═════ Fragmento del documento

Unidad afectiva y matrimonio

Junio, 2023

Pese a que nadie negará que para superar un problema es necesario atender a sus causas, probablemente no sea tan manifiesto para todos lo siguiente: a saber, que antes de preguntarse por aquello que entorpece el dinamismo propio de un objeto, debemos conocer mínimamente su naturaleza. De otro modo no tendremos forma de dilucidar cuál es la manera más eficaz de remover el conflicto que entorpece su despliegue.

Apoyémonos en una imagen para ilustrar esta idea: Una madre encarga a sus hijos que rieguen las hortensias del jardín, quedando el patio trasero bajo la tutela de uno, mientras que el delantero del otro. Durante una semana ambos tomaron de buen agrado una manguera y se dirigieron a sus respectivas flores. No obstante, mientras las de un jardín se mantuvieron erguidas y despampanantes, las otras se encogieron y empezaron a marchitarse.

¿Qué fue lo que ocurrió? Pues que mientras uno roció las hojas de sus hortensias, el otro se preocupó de dirigir el agua hacia las raíces, demostrando así que más vale conocer la naturaleza de aquello que estamos cuidando, que obrar con buenas intenciones, pero sin atender a la constitución de las cosas.

Ahora bien, aunque resulte triste decirlo, lamentablemente todos los días somos testigos de esta escena, mas no en el ámbito de la jardinería, sino en el matrimonial, y no son niños los responsables de cuidar de esta sacra unión. Pues si bien es cierto que los esposos toman por suya la voluntad de su cónyuge, obrando conforme a las palabras que pronunció Aristóteles en su Retórica: amar significa querer el bien del otro como propio; no es raro escuchar a ciertos matrimonios decir que, pese a que son felices juntos, tienen la sensación de que algo no termina de encajar, y lo mismo que el agua que hidrataba las hortensias de un jardín dejó de hacerlo, ellos refieren sentir que la sintonía en la que antes se gozaban, de repente los abandonó.

══════════
═════ Datos proporcionados

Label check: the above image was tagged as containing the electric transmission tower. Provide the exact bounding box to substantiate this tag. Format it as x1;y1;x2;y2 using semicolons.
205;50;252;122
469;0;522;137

══════════

Reproduce sin cambios todo lo que va en el fragmento del documento desde "Apoyémonos en una" hasta "empezaron a marchitarse.", ambos incluidos. Las líneas no se necesitan para resolver ninguna tarea.

Resultado obtenido:
Apoyémonos en una imagen para ilustrar esta idea: Una madre encarga a sus hijos que rieguen las hortensias del jardín, quedando el patio trasero bajo la tutela de uno, mientras que el delantero del otro. Durante una semana ambos tomaron de buen agrado una manguera y se dirigieron a sus respectivas flores. No obstante, mientras las de un jardín se mantuvieron erguidas y despampanantes, las otras se encogieron y empezaron a marchitarse.